Copy every one of the records below word for word, leaving the pictures out of your copy.

Data taken from a collection
<<<<
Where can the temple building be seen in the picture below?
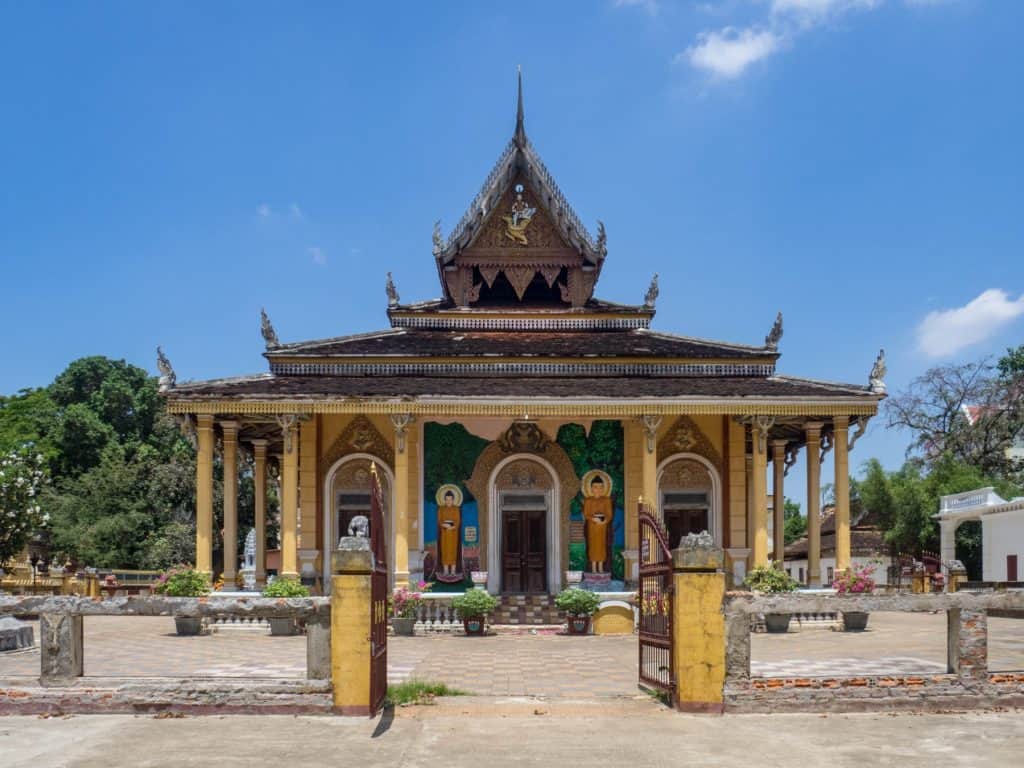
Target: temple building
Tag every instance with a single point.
(517, 421)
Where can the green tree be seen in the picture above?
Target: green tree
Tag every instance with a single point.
(796, 523)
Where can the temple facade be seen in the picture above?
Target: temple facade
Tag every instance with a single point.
(517, 421)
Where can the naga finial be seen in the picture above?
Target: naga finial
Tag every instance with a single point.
(438, 240)
(167, 376)
(269, 335)
(602, 240)
(651, 297)
(775, 335)
(877, 379)
(392, 293)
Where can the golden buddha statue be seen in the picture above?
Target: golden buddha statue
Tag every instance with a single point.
(597, 512)
(450, 526)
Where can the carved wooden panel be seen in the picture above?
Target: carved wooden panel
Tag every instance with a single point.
(686, 437)
(360, 436)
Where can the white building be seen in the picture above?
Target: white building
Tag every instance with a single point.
(1001, 530)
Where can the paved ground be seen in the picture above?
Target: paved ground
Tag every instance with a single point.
(513, 733)
(510, 666)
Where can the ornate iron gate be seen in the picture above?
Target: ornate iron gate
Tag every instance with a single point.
(656, 669)
(378, 597)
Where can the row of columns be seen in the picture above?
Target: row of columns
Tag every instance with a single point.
(204, 498)
(758, 498)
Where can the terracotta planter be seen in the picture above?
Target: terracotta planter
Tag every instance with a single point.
(187, 625)
(777, 623)
(854, 621)
(282, 627)
(403, 627)
(579, 625)
(474, 627)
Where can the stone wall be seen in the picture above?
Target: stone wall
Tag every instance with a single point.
(968, 683)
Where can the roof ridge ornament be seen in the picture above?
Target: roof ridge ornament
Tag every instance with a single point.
(266, 328)
(877, 379)
(438, 240)
(520, 132)
(775, 335)
(392, 293)
(168, 379)
(652, 291)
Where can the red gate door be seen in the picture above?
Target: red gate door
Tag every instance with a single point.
(655, 665)
(378, 597)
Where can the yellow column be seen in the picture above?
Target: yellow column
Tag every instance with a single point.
(259, 508)
(229, 430)
(400, 422)
(759, 488)
(650, 426)
(698, 646)
(289, 498)
(204, 495)
(351, 643)
(813, 432)
(841, 446)
(778, 500)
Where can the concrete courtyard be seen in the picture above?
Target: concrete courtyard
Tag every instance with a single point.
(460, 732)
(550, 666)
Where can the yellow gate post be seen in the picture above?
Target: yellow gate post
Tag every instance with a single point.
(351, 565)
(698, 627)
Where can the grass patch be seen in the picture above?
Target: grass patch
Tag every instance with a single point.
(419, 692)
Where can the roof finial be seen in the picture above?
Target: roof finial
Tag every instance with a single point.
(520, 132)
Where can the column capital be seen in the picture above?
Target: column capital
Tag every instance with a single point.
(650, 424)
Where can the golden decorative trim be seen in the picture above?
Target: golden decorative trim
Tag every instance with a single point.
(517, 409)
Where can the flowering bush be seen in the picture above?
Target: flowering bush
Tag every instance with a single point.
(855, 581)
(182, 581)
(770, 580)
(22, 477)
(404, 603)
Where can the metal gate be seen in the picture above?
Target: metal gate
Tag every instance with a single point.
(656, 669)
(378, 597)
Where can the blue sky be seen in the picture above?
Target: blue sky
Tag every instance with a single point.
(170, 168)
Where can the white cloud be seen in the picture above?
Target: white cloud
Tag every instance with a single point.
(728, 52)
(648, 5)
(947, 331)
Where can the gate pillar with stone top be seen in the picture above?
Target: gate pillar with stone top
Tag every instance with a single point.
(351, 651)
(698, 641)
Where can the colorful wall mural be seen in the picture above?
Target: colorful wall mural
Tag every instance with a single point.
(451, 452)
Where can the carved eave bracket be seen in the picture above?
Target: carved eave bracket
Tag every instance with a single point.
(168, 379)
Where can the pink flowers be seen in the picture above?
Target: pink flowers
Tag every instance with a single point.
(856, 581)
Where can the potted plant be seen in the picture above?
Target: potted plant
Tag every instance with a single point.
(404, 607)
(284, 589)
(771, 580)
(855, 581)
(183, 581)
(473, 607)
(579, 605)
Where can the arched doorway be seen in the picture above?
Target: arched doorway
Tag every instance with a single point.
(689, 494)
(346, 494)
(525, 526)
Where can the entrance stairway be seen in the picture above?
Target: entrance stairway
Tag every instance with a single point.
(527, 610)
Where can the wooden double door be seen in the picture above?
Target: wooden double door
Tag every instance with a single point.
(524, 551)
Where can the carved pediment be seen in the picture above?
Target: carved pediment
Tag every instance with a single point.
(360, 436)
(686, 437)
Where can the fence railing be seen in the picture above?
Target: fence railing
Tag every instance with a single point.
(61, 640)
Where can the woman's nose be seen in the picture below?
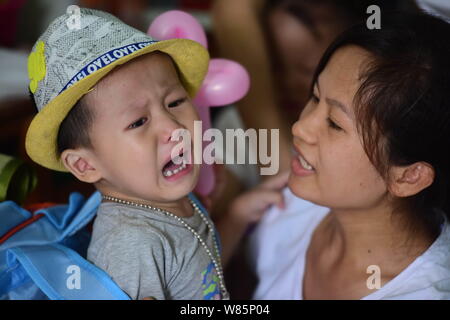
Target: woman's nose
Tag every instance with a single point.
(307, 126)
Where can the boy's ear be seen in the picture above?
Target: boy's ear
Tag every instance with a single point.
(80, 163)
(410, 180)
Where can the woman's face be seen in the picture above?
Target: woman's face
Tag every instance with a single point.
(297, 51)
(330, 167)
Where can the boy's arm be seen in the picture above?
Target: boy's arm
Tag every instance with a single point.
(247, 209)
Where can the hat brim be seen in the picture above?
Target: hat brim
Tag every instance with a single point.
(190, 58)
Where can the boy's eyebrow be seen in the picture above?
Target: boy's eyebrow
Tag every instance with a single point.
(340, 105)
(336, 103)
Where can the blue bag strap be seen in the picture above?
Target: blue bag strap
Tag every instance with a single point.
(205, 212)
(62, 274)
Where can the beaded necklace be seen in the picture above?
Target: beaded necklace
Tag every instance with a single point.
(216, 262)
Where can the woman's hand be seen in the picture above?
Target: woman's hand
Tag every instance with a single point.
(248, 208)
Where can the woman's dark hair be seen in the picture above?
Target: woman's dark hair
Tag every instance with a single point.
(402, 107)
(74, 130)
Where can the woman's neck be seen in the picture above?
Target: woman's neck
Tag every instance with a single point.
(373, 236)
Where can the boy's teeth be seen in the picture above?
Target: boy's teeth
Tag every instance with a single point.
(305, 164)
(168, 173)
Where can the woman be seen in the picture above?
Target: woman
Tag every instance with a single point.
(369, 190)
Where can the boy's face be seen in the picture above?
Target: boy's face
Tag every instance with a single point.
(136, 108)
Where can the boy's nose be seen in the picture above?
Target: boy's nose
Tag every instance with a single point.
(168, 124)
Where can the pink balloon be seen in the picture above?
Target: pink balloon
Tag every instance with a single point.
(177, 24)
(226, 82)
>>>>
> In response
Where can the temple building be seen in the picture below?
Target: temple building
Tag every instance with a single point.
(517, 421)
Where can the green tree be seen in the picture above?
Target: green tree
Tag every instance with a single point.
(796, 523)
Where can the temple facade be seen in the picture above?
Target: temple facade
Tag every instance with a single point.
(517, 421)
Where can the naga finial be seen in the picture above?
Target: naga finial
Tag every instance with a single point.
(438, 240)
(167, 376)
(269, 335)
(602, 240)
(651, 297)
(775, 335)
(877, 379)
(392, 293)
Where can the golden buddha statue be seen in the picture above?
Target: golden buddha statue
Tag every instance with a single point.
(597, 512)
(450, 526)
Where can the carved wooden panel be seen in the picture above?
Target: carved wooden panel
Tag every instance with a single point.
(686, 437)
(360, 436)
Where can the white building be seen in the picture above?
Target: white building
Tag every instance with a single point.
(1001, 530)
Where can the paved ground be seen in the picture above?
Target: paved ground
Tag every instance with a single point.
(513, 733)
(510, 666)
Where can the ornate iron gate be seen in the picture above?
Target: ornate iron gate
Tag every instance with a single point.
(656, 669)
(378, 597)
Where can the row of columns be seen in the picture above?
Target: row of columns
Tag every instance with a single point.
(204, 498)
(758, 498)
Where can the terracotta planter be seen in the picture above?
Target: terracotta planter
Tag every instance with a single point.
(187, 625)
(777, 623)
(854, 621)
(282, 627)
(403, 627)
(579, 625)
(474, 627)
Where can the stone wall be seen in the picture above?
Target: stone wall
Tag every instance with a single point.
(968, 683)
Where can the roof ridge ornament be seen in the picture above?
Target: roof ridge ornament
Tag every instance with a single point.
(266, 328)
(877, 379)
(438, 240)
(520, 132)
(775, 335)
(392, 293)
(168, 379)
(652, 291)
Where can the red gate door be seen in the picture above?
Target: red gate door
Tag every instance with a single point.
(655, 665)
(378, 597)
Where can the yellow column be seen in the picture above?
Target: yellow column
Tag every instance with a single point.
(259, 508)
(229, 430)
(400, 422)
(759, 488)
(650, 426)
(698, 646)
(289, 498)
(204, 495)
(351, 643)
(813, 432)
(841, 446)
(778, 500)
Where can the concrete courtyard be seen in the picture above?
Target: concrete courtyard
Tag every instance with a single point.
(460, 732)
(550, 666)
Where can the yellow gate post be seen in the picture above?
Target: yellow gate post
Tag every instance with a single point.
(351, 565)
(698, 627)
Where can the grass patch be seen in the picture above?
Target: grass patch
Tag every instance with a single point.
(419, 692)
Where can the roof finial be seen in the picture above?
Target: roof finial
Tag every instance with a single point.
(520, 132)
Where can the column capital be seen in the picture above?
Target: column capital
Tag every instance with a single point.
(650, 424)
Where can the golden decorative trim be seen in the picture above?
Target: golden decorative trim
Tag every instance with a single point.
(517, 409)
Where can the flowering bush be seen in the picture above?
Target: flowering bush
Tag every instance with a single point.
(855, 581)
(182, 581)
(770, 580)
(22, 477)
(404, 603)
Where can the metal gate be seen in the picture above?
Target: metal gate
Tag every instance with a single point.
(656, 669)
(378, 597)
Where can the blue sky be seen in the picture above?
Target: blue sky
Tag every instance with a single point.
(170, 168)
Where can the white cloud be seen in the picture above?
Target: white cloud
Tag every instance with a single point.
(728, 52)
(648, 5)
(947, 331)
Where can the gate pillar with stone top be seen in the picture above?
Target: gate pillar with stone top
Tag every instance with a single point.
(351, 651)
(698, 641)
Where can the colorful wall mural be seen in the picture above?
Target: colorful wall mural
Tag every instance with a single point.
(451, 452)
Where can the carved eave bracket be seen in the picture above?
Target: carved eave bracket
Tag every instance with a single point.
(168, 379)
Where can the pink flowers be seen in the picture above?
Target: pink flowers
Tag every instance with a single point.
(856, 581)
Where can the potted plant be seen in the picture above?
Target: potted plant
Tag every instance with a single point.
(404, 607)
(284, 589)
(771, 580)
(855, 581)
(183, 581)
(473, 607)
(579, 605)
Where can the arched doorway be seen in the picture above?
Target: arched doorway
Tag every instance with a single point.
(689, 494)
(346, 494)
(525, 526)
Where can the entrance stairway be seen in the picture above?
Target: entrance stairway
Tag every instance with a single point.
(527, 610)
Where can the wooden double door be seen in the picture above?
Target: wooden double door
Tag every instance with a single point.
(524, 551)
Where can the carved pediment be seen in the picture above?
Target: carved pediment
Tag every instance with a single point.
(360, 436)
(686, 437)
Where can the fence railing be seen in the picture above?
Target: fence railing
Tag every instance with a single point.
(61, 640)
Where can the woman's nose be seen in the picture below?
Target: woman's nose
Tag every instance with a single point.
(307, 126)
Where can the boy's ear be seen in the picture above?
Target: boy's ear
Tag every instance with a single point.
(80, 163)
(410, 180)
Where can the woman's face be seen in the picture above?
Target: woman's face
Tag every instance with a single point.
(297, 51)
(330, 167)
Where can the boy's arm be seen in the picture above?
Target: boy's arm
Tag every instance with a single point.
(247, 209)
Where can the hat brim be seen in the picture above?
Target: hat brim
Tag every instance with a single point.
(190, 58)
Where can the boy's eyebrow be seen in the picture above?
Target: boy's eyebrow
Tag every instance with a single point.
(340, 105)
(336, 103)
Where can the blue bag strap be seen in the picture above?
Target: blue bag strap
Tag every instance with a single point.
(205, 212)
(62, 274)
Where can the beaded necklace be seen in the picture above?
Target: beaded necklace
Tag every instance with a single point.
(216, 262)
Where can the woman's hand be seen in the picture above?
Target: woman's hand
Tag every instance with a single point.
(248, 208)
Where can the woman's dark hair be seen in the picture above?
Target: woman's dark hair
Tag every instance with a single point.
(402, 107)
(74, 130)
Where can the woman's neck be seen in the picture above?
Target: woman's neck
Tag every instance with a single point.
(373, 236)
Where can the boy's teeth be seen in the picture above?
Target: boy's teeth
Tag every instance with a single point.
(305, 164)
(168, 173)
Where can the woman be seen in the picture above?
Target: woman
Tag every instance with a single point.
(369, 190)
Where can the boy's face be seen in the picture above?
Target: boy's face
Tag every instance with a single point.
(136, 108)
Where can the boy's nose be seen in the picture above?
Target: boy's nose
Tag every instance with a single point.
(168, 124)
Where can the pink balloon be seen in the picture above?
Target: pink balloon
Tag every instance with a single point.
(177, 24)
(226, 82)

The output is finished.